▸ Problem requirements: Rewrite all of the data below as a JSON list of strings, one string per line, leaving out blank lines.

▸ Listed records:
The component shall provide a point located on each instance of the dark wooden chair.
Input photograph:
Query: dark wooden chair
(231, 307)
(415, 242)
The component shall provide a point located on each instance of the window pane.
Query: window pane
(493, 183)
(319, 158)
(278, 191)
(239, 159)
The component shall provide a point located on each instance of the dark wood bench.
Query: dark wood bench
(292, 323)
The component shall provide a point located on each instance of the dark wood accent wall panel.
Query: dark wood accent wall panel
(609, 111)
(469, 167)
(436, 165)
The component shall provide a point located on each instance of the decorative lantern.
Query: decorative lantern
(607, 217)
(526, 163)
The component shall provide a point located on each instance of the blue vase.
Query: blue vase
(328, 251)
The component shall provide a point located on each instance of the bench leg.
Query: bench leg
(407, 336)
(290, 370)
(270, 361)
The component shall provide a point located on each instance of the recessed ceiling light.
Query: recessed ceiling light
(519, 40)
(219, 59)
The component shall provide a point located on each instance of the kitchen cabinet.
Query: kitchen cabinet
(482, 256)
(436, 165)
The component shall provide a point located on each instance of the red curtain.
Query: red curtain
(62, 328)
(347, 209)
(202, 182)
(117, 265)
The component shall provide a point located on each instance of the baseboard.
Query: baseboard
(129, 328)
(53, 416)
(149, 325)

▸ Task answer:
[
  "The component shall provide a point located on each instance of the dark wooden chair.",
  "Input photograph:",
  "Query: dark wooden chair",
  "(231, 307)",
  "(415, 242)",
  "The component shall provide a point located on each instance of the window pane.",
  "Query: window pane",
  "(493, 183)",
  "(319, 158)",
  "(278, 191)",
  "(239, 159)",
  "The component shall provide a point located on each instance of the dark wood bench.",
  "Query: dark wood bench",
  "(292, 323)",
  "The component shall provide a point located on each instance of the dark wood accent wall panel.",
  "Query: dark wood accent wall panel",
  "(609, 111)",
  "(469, 167)",
  "(436, 165)",
  "The component shall provide a point located on each instance of the decorative lantern.",
  "Query: decorative lantern",
  "(607, 217)",
  "(526, 163)",
  "The component shall provide a point located on each instance of the blue vase.",
  "Query: blue vase",
  "(328, 251)",
  "The component shall provide a point located on each instance of the bench leg.",
  "Query: bench leg",
  "(407, 336)",
  "(290, 370)",
  "(270, 361)",
  "The component shall provide a point located on each instance of the recessed ceiling light.",
  "Query: recessed ceiling light",
  "(519, 40)",
  "(219, 59)",
  "The component shall provide a point located on each instance of the kitchen cabinet.",
  "Query: kitchen cabinet",
  "(482, 256)",
  "(436, 165)",
  "The component shall provide a point located on each instance of the red curtain.",
  "Query: red curtain",
  "(62, 328)",
  "(347, 209)",
  "(202, 182)",
  "(117, 265)",
  "The component shall provide a point located on each instance of the baseboard.",
  "Query: baseboard",
  "(129, 328)",
  "(53, 416)",
  "(149, 325)"
]